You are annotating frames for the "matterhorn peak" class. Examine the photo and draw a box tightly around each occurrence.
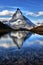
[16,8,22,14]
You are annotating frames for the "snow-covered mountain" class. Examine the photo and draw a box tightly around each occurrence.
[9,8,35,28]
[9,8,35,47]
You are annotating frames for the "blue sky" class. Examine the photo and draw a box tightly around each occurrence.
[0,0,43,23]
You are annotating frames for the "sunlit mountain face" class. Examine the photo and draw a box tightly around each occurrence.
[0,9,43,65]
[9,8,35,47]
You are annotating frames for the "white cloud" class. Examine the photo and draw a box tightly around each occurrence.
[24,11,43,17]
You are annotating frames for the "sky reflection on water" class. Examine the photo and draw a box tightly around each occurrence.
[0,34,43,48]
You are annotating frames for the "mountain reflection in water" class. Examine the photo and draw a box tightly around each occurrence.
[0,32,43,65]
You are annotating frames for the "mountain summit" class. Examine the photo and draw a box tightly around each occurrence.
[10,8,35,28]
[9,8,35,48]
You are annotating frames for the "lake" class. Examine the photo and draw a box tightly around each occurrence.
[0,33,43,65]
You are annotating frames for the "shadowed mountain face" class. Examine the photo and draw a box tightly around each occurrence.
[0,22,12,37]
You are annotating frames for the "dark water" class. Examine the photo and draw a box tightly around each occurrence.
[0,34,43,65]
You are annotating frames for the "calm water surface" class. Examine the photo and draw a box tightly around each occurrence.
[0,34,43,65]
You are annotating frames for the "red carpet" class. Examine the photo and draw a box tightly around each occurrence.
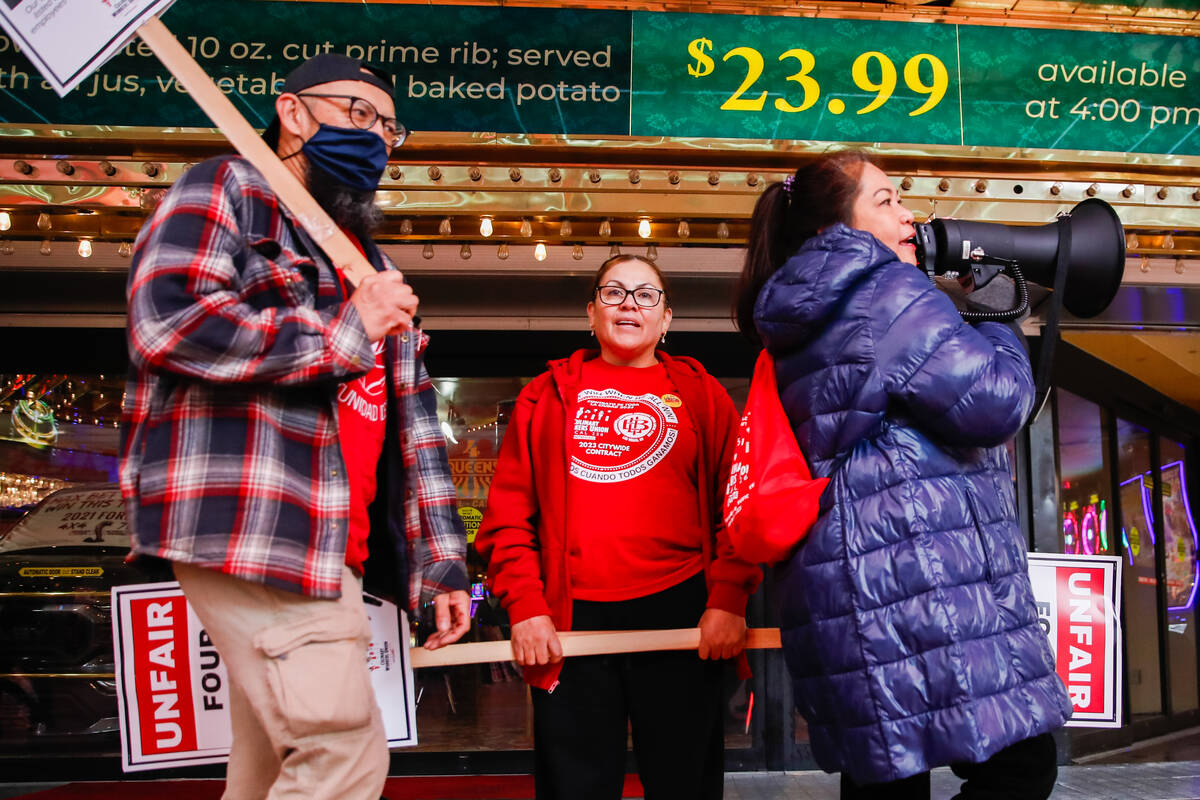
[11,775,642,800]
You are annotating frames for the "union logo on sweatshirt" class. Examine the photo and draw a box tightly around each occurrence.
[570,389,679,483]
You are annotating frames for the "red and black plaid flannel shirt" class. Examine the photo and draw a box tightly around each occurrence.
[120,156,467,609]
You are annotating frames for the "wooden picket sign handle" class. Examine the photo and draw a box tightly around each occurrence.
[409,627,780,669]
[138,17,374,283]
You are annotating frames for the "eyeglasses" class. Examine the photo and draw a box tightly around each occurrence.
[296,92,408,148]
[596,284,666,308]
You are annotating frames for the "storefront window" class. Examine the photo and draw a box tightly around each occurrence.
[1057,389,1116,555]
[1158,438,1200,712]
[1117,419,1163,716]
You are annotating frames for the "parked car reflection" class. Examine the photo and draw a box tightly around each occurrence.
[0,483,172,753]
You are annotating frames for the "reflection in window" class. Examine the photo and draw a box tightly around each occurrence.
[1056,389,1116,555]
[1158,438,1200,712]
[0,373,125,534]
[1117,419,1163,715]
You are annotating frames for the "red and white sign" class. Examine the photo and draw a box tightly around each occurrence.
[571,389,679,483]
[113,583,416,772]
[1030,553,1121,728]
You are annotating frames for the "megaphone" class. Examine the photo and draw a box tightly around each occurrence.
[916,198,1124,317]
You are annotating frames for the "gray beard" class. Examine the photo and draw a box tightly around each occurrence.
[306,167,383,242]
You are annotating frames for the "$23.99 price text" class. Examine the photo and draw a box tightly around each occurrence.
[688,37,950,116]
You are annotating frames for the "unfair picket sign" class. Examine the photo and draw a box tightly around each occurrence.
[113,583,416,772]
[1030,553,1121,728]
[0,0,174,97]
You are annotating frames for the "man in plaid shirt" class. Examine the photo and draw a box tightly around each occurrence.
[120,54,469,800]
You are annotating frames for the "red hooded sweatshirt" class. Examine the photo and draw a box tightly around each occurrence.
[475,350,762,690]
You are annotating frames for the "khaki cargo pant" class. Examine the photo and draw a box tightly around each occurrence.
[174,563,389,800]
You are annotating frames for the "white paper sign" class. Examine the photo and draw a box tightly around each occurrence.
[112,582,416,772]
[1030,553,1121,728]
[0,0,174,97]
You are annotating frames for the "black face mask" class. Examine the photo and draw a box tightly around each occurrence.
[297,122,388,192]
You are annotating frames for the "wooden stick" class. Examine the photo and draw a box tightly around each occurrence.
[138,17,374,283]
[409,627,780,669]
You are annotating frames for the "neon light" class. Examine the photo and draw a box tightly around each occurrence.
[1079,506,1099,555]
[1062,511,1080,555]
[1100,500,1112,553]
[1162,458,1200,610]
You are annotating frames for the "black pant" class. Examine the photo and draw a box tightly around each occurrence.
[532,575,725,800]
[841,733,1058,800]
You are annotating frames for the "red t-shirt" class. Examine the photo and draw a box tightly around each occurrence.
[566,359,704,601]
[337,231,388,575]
------------------------------
- _Work to complete_: Reproduce every entry above verbatim, line by line, omitting the pictures.

- _The reply_:
You are annotating frames for the "matterhorn peak" class. Examine the photo and draw a box tightly around each occurrence.
[16,8,22,14]
You are annotating frames for the "snow-covered mountain" class. Examine the photo and draw a box tightly around each occurrence.
[9,8,35,28]
[9,8,35,47]
You are annotating frames for the "blue sky" class. Examine the photo and draw a box tightly around each occurrence.
[0,0,43,23]
You are annotating frames for the "sunlit mountain face" class. Examine the photo and draw a box tightly around each occurrence.
[0,9,43,65]
[9,8,35,47]
You are annotating frames for the "white cloud" class. Examine the photo and draw a box tightly around each occurrence.
[24,11,43,17]
You are annotating frames for the "sky reflection on water" class. Examine the photo and draw a box tightly around each occurrence.
[0,34,43,48]
You are annotating frames for the "mountain reflection in water" class. Examine the photo and draw a box tightly around each occurrence.
[0,32,43,65]
You are annotating frames for the "mountain summit" class. Examine the photo and draw a box tightly around each occurrence.
[10,8,35,28]
[9,8,35,48]
You are annotating frames for the "lake" class. Examine the photo and draw a box tightly around each occurrence.
[0,33,43,65]
You are annotating frames for the "shadowed mountain face" class. Examine the photo and draw a box tightly around each occurrence.
[0,22,12,37]
You are annotating frames for the "dark water" class. Examine the photo and draw a box tightly around each occurrence.
[0,34,43,65]
You are annotating frames for the "calm water surface" class. Examine the photo and draw a box tightly around each occurrence.
[0,34,43,65]
You are annotating frames for the "red carpet" class. Examine the photo and draw a box tightly around each occurrence.
[11,775,642,800]
You are annotating frames for the "union logo on sweatshirt" class. Examine the photo and draw a box tightly around each occurrence.
[570,389,679,483]
You are annotating frames for the "red and black plaid flannel shirt" class. Examine the photo and draw a box tightly around each occurrence.
[120,156,467,609]
You are annotating frames for the "wooden picket sign handle" class. Examine the photo and draw a box tightly around each occurrence.
[409,627,780,669]
[138,17,374,283]
You are annotating frames for the "eyeglasses" class. Examine the photo and draw a box tightly around each occurrence.
[296,92,408,148]
[596,284,666,308]
You are annotating frames for the "storefront window" class. Examine the photo and draw a box tightly around each occurrence.
[1057,389,1116,555]
[1158,438,1200,712]
[1117,419,1163,716]
You are annotating frames for the "parked car reflection" class. Examine the photo and draw a box tightly around each occurrence.
[0,483,172,753]
You are annotating frames for the "reflection in window" class. Examine the photo and draw a box tightly around each occurrence.
[1056,389,1116,555]
[1158,438,1200,712]
[0,373,125,534]
[1117,419,1163,715]
You are annotating frames for the "red and white sign" class. Examine the photo and draw a box tightly around each occurrence.
[571,389,679,483]
[113,583,416,772]
[1030,553,1121,728]
You are annotating frames for the "megaphone" class. Examine the photo and draw a box tightly around each occurrence.
[916,198,1124,317]
You are annotating frames for the "gray beard" class. Examine the photo and draw a box tightly around each occurrence.
[306,167,383,242]
You are annotating frames for the "$23.99 price text" class. Examine the photo and draw a box tightly around each occurrence.
[688,37,950,116]
You are annotating frames for the "unfair picket sign" class. Examine the photo and draw a box tightly around each occurrence.
[113,583,416,772]
[1030,553,1121,728]
[0,0,174,97]
You are annotating frames for the "man in plaid shirt" class. Examine the photo and draw a box tightly around each occurrence.
[120,54,469,800]
You are annotating frames for the "red hooded sweatshirt" class. Examine the photo and draw a box tightly around each occurrence.
[475,350,762,690]
You are annotating frames for the "khaki cargo pant" class. Examine the photo and draw a box tightly around each occurrence.
[174,563,389,800]
You are annotating frames for the "white paper sign" class. Examine the photo and draw a box tightly around each occurrence.
[112,582,416,772]
[1030,553,1121,728]
[0,0,174,97]
You are annotating frames for the "black face mask" class. Examine the photo and draw a box tightly around each occurrence.
[297,122,388,192]
You are annotating frames for the "wooden stick" class. Examine the photo and draw a box tightly around each occurrence.
[138,17,374,283]
[409,627,780,669]
You are annotating frames for the "neon light" class. Examine the photo and draw a box tightly around each occurrence.
[1079,506,1099,555]
[1062,511,1080,555]
[1100,500,1112,553]
[1162,458,1200,610]
You are annotating frames for the "black pant" class. Examine the photo and draw a box tightly around each occurrence.
[532,575,725,800]
[841,733,1058,800]
You are annotating frames for the "red t-shirt" class. Examine the photo and draw a box tightly around each occurrence.
[566,359,704,601]
[337,231,388,575]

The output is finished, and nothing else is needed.